— Begin RECORDED INFORMATION —

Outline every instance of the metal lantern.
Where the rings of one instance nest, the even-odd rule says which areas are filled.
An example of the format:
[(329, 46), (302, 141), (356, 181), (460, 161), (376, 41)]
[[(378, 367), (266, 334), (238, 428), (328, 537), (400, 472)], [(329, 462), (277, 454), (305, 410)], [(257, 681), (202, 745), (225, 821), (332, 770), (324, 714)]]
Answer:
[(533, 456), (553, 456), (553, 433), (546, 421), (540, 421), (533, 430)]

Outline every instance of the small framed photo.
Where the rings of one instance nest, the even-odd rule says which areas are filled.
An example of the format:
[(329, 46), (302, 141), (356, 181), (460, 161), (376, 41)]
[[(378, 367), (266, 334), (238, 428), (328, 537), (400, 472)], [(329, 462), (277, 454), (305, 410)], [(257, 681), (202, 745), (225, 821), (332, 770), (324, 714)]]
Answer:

— End RECORDED INFORMATION —

DESCRIPTION OF THE TASK: Copy all of the lines above word for word, keeping every character, number, and line break unchanged.

EXERCISE ANSWER:
Outline every instance of the metal lantern.
Where the rings of one instance nest, the even-odd rule says which areas are filled.
An example of the format:
[(329, 46), (302, 141), (356, 181), (460, 161), (376, 41)]
[[(378, 367), (266, 334), (238, 428), (328, 537), (400, 472)], [(329, 462), (277, 454), (305, 410)], [(257, 681), (202, 745), (225, 821), (332, 770), (324, 714)]]
Answer:
[(533, 456), (553, 456), (553, 433), (546, 421), (540, 421), (533, 430)]

Outline every instance of the small framed photo.
Where the rings of one instance nest, the even-odd rule says which areas are filled.
An example of the format:
[(329, 46), (302, 141), (356, 181), (460, 161), (376, 41)]
[[(378, 367), (266, 334), (238, 428), (328, 537), (400, 472)], [(329, 462), (277, 454), (305, 410)], [(257, 681), (202, 745), (225, 821), (332, 770), (324, 714)]]
Answer:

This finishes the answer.